▸ The request: Reproduce the passage below about how subject matter and society shape education, word for word and in full.

The subject matter, framed by culture, imposes its own discipline: it may be linear (like math, in which you have to learn the concept of number, counting, addition, subtraction, multiplication and division, in that order, before you can go on to anything else) or accessible at any point. It may be governed by a clear philosophical structure (like science), or by its history (like law), or none of these. It may be convergent or divergent. See inter al. Kolb on this.

The society produces an educational system in its image, whether it makes use of informal — “situated” learning — or is seduced (as Illich would see it) by the Western model of dedicated educational institutions, whose inadequacies have been so clearly discussed in Becker’s wonderful essay.

Object pointing dataset rows:
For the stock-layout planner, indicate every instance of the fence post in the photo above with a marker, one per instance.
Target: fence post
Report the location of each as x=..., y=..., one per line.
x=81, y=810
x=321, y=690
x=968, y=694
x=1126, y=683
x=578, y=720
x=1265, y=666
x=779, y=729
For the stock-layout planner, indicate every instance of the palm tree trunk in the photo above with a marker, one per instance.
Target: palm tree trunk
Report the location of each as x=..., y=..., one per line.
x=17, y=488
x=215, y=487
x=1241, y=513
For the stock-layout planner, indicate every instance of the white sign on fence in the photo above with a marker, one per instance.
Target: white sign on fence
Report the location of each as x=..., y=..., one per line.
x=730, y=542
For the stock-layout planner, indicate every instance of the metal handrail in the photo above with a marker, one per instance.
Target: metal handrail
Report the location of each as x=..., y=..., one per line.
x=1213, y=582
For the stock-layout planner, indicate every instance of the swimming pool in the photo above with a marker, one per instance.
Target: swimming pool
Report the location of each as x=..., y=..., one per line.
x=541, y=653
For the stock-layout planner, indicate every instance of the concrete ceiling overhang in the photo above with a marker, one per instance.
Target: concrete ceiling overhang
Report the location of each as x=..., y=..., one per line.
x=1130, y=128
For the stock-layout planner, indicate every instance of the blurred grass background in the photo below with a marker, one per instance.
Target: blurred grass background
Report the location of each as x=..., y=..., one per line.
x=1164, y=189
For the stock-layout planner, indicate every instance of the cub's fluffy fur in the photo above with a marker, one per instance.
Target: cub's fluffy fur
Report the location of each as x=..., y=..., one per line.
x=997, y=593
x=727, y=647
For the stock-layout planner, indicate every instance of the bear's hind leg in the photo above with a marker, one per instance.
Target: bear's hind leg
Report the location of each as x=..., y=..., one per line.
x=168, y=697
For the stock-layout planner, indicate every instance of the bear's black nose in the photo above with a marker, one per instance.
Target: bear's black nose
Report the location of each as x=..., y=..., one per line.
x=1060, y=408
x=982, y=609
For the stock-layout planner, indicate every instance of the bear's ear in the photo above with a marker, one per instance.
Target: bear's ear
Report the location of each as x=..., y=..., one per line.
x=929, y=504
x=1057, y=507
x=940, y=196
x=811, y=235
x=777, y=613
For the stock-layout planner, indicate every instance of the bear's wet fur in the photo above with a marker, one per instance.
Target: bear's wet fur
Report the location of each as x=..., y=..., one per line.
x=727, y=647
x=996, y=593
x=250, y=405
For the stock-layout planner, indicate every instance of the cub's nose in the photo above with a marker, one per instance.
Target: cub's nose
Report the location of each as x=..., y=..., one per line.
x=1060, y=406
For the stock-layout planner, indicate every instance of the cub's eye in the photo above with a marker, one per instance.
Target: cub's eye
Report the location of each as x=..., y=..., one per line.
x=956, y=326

▸ Right answer:
The subject matter, framed by culture, imposes its own discipline: it may be linear (like math, in which you have to learn the concept of number, counting, addition, subtraction, multiplication and division, in that order, before you can go on to anything else) or accessible at any point. It may be governed by a clear philosophical structure (like science), or by its history (like law), or none of these. It may be convergent or divergent. See inter al. Kolb on this.

The society produces an educational system in its image, whether it makes use of informal — “situated” learning — or is seduced (as Illich would see it) by the Western model of dedicated educational institutions, whose inadequacies have been so clearly discussed in Becker’s wonderful essay.